Decide whether each statement below agrees with the writing center post. Answer yes or no for each, and quote the words of the post that decide it.
1. Esther returned for roughly six sessions on her essay.
2. The writer of the post gave the approach Natasha used the name "Matt Method."
3. The school George's best essay was for required several mini-essays.

◆ Supplied text ◆
____

Student #5, Esther, last spring. Esther was working on an application essay for medical school. I hate application essays. There are so many different ways to write them, and the students really don’t like hearing that. They want to be told exactly what to do and how to do it, or else they leave angry and never come back. But Esther wasn’t like that. She was very into the experimentation of it all, was never wedded to what she had written just because she had written it, and it was a lot of fun. There isn’t any big inspirational story here; she came back probably six times or so, and between each session she would work on the essay and make it better until we got to the point where the only things to really “fix” were the little grammatical ones. Which is exactly what the writing center is all about! Yay!
Student #6, Natasha and the Matt Method, this summer. Natasha was working on an essay on a novel for some class that should not have required its students to write essays on novels. Political science, I think, because the essay had to discuss how the novel was politically Platonic, which confused the hell out of her. And I had no idea what a politically Platonic novel was, really, so I was kind of stumped. But we talked about how her class discussed Plato and his philosophy (I figured it had something to do with the Republic, and she sort of remembered having to read that). So I just gave her a basic approach to try–list all the characteristics that Plato designates as good things for a government or society to have, and then list all the characteristics of the society in the novel, and then connect the characteristics in one column to the ones in the other. Not a mind-bending strategy, I didn’t think, but she came back in a few days with a written essay, all excited because my idea worked. So well, apparently, that she was now calling it the Matt Method. So there you go. I think I should patent it. Or whatever.
Student #7, George, this summer. George was working on a handful of short essays for medical school. These ones were a bit easier to handle than the bigger application essay is because they actually gave him questions to answer. So we went over the essay that he thought was his best. He had put most of his energy into that one, since it was the only mini-essay that that particular school required. And it was a mess. He had been reluctant to come in, he said, because he was nervous about losing his personal voice, so I trod gently at first. We went over general ideas for the first half of the session and kind of revamped the whole thing. Then he told me he wanted to go over it with a fine-tooth comb rather than doing the same general-idea thing for the rest. And so we picked apart every phrase that didn’t quite make sense and ended up with a pretty different essay in terms of language, but seemingly the essay that he had intended to write. I think he was pretty excited when he left, or at least aware of what he needed to do for the other essays to make them a bit better, as well. And when he left, he said, “You are damn good at what you do.”
Thus, Weblog Superfans, I am calling #34 complete.

____

◆ Data shown ◆
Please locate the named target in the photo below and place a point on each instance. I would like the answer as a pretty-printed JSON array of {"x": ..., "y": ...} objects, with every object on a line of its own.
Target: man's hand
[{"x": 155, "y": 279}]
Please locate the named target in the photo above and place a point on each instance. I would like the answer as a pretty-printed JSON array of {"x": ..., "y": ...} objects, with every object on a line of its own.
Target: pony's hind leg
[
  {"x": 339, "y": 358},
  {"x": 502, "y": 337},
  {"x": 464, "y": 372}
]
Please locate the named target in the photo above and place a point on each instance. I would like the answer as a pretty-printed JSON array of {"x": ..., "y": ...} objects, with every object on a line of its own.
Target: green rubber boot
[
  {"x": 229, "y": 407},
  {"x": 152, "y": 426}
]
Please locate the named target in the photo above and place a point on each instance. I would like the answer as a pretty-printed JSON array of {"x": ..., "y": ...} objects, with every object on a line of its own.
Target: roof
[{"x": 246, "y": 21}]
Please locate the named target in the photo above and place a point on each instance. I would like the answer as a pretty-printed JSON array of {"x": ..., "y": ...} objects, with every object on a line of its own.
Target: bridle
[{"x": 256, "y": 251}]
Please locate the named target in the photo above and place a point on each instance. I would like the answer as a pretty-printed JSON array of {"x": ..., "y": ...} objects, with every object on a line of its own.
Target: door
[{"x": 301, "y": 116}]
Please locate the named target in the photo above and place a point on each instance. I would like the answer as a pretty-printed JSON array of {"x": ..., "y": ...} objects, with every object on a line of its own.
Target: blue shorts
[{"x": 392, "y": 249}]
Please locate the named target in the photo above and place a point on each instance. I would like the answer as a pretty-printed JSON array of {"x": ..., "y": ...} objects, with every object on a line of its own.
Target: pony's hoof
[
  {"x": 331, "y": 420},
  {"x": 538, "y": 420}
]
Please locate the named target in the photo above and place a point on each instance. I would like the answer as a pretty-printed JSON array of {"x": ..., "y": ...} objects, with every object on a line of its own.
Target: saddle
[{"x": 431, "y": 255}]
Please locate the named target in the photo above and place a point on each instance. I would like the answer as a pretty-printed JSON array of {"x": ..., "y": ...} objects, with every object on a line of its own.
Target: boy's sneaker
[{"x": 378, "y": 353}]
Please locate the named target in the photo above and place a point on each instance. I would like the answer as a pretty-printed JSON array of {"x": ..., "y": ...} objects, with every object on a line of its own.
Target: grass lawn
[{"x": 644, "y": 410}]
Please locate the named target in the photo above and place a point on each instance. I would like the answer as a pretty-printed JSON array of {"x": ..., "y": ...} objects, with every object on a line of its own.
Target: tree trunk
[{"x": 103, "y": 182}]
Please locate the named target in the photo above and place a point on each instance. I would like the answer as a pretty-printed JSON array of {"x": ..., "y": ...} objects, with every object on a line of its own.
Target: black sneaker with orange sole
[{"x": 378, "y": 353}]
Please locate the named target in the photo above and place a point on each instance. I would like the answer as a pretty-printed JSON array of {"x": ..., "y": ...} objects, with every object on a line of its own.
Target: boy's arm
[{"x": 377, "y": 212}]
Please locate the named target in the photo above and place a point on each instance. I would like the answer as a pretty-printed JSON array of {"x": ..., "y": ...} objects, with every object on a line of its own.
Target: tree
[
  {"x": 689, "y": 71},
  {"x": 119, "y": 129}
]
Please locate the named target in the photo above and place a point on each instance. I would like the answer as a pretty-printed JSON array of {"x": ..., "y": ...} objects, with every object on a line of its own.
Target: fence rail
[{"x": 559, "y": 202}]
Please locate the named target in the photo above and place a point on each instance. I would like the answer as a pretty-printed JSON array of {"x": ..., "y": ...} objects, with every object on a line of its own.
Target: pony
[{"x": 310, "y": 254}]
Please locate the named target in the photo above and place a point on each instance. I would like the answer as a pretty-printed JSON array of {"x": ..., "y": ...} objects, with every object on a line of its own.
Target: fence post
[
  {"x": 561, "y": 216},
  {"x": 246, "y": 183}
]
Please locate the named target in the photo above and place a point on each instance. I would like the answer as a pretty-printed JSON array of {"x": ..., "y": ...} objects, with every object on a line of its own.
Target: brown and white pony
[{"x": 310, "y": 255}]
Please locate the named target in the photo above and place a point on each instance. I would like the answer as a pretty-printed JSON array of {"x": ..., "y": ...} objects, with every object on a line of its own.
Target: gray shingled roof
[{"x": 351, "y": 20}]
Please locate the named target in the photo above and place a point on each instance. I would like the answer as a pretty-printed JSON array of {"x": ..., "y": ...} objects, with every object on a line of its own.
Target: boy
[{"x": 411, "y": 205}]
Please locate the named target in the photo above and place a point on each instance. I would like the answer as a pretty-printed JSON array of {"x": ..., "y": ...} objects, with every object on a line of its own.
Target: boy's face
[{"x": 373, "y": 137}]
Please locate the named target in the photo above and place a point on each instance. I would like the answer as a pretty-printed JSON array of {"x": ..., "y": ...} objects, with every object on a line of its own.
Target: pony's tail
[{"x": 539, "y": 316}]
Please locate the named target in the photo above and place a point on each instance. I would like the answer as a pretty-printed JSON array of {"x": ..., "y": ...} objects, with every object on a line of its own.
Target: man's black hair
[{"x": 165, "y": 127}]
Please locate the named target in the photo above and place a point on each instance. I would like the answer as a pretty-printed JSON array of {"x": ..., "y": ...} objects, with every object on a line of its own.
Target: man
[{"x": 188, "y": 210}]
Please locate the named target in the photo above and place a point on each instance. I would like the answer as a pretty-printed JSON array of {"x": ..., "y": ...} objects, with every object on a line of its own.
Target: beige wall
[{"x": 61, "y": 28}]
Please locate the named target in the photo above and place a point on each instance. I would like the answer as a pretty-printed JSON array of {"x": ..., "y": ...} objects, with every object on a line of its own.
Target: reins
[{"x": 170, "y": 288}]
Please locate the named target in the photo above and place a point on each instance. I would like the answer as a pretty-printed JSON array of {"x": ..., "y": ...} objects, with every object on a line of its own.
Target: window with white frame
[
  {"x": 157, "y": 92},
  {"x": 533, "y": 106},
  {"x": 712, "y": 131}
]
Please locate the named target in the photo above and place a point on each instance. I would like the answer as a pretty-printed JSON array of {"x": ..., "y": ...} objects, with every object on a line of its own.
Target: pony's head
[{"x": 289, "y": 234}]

____

◆ Result of the task ◆
1. Yes: "she came back probably six times or so"
2. No: "So well, apparently, that she was now calling it the Matt Method."
3. No: "since it was the only mini-essay that that particular school required"